Brief:
Please reproduce the lines below word for word, leaving out the pictures.

================================

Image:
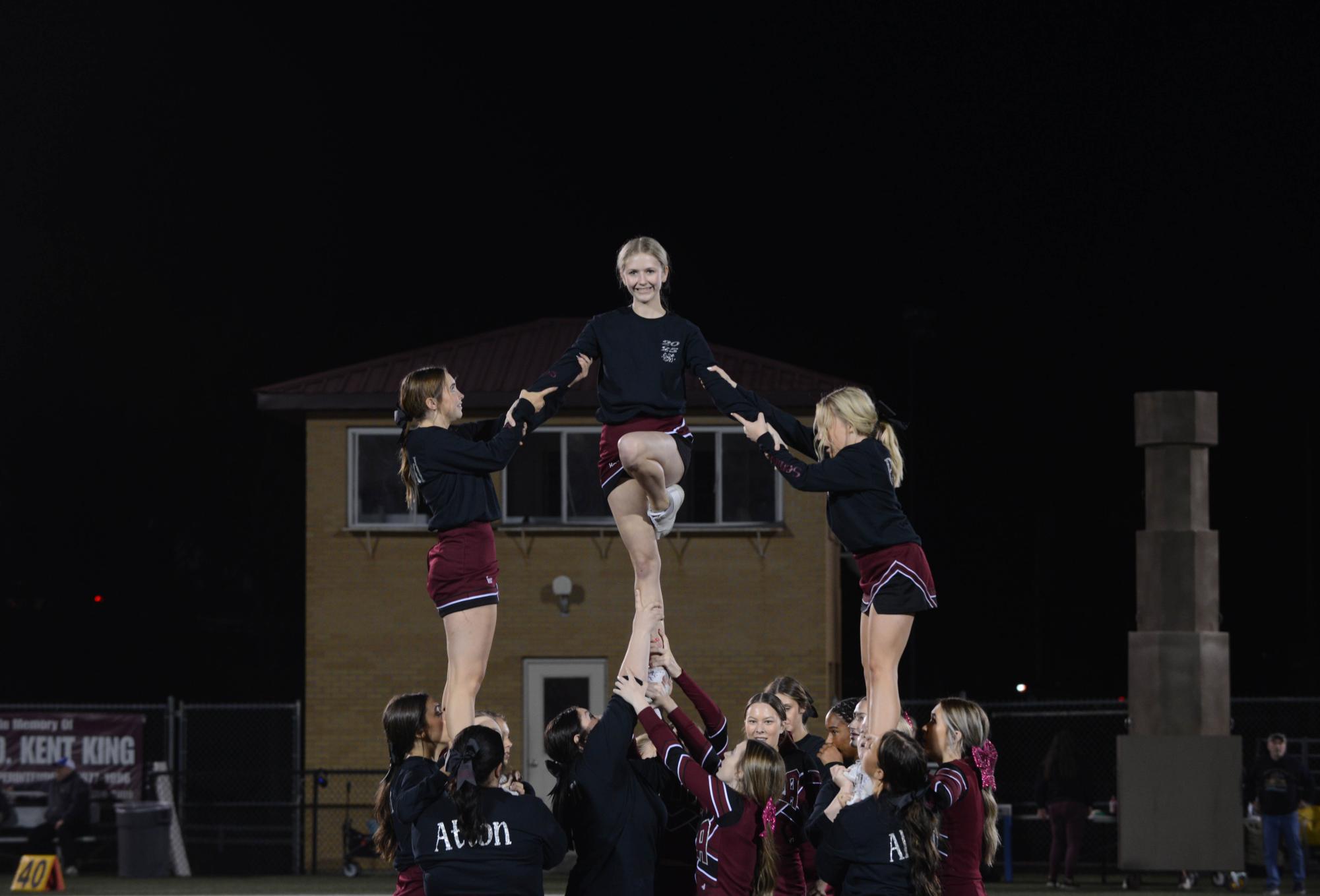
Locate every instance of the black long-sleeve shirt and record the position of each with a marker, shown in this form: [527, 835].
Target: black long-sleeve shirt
[416, 784]
[862, 507]
[865, 850]
[642, 366]
[1279, 784]
[453, 466]
[617, 818]
[520, 841]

================================

Output of the exercise:
Image:
Locate every instance of the black long-sleeve shirt and record the position of each with a marker, shown in this form: [527, 835].
Target: black long-sleeve shirt
[416, 784]
[862, 507]
[865, 850]
[642, 366]
[1279, 784]
[453, 466]
[617, 818]
[520, 841]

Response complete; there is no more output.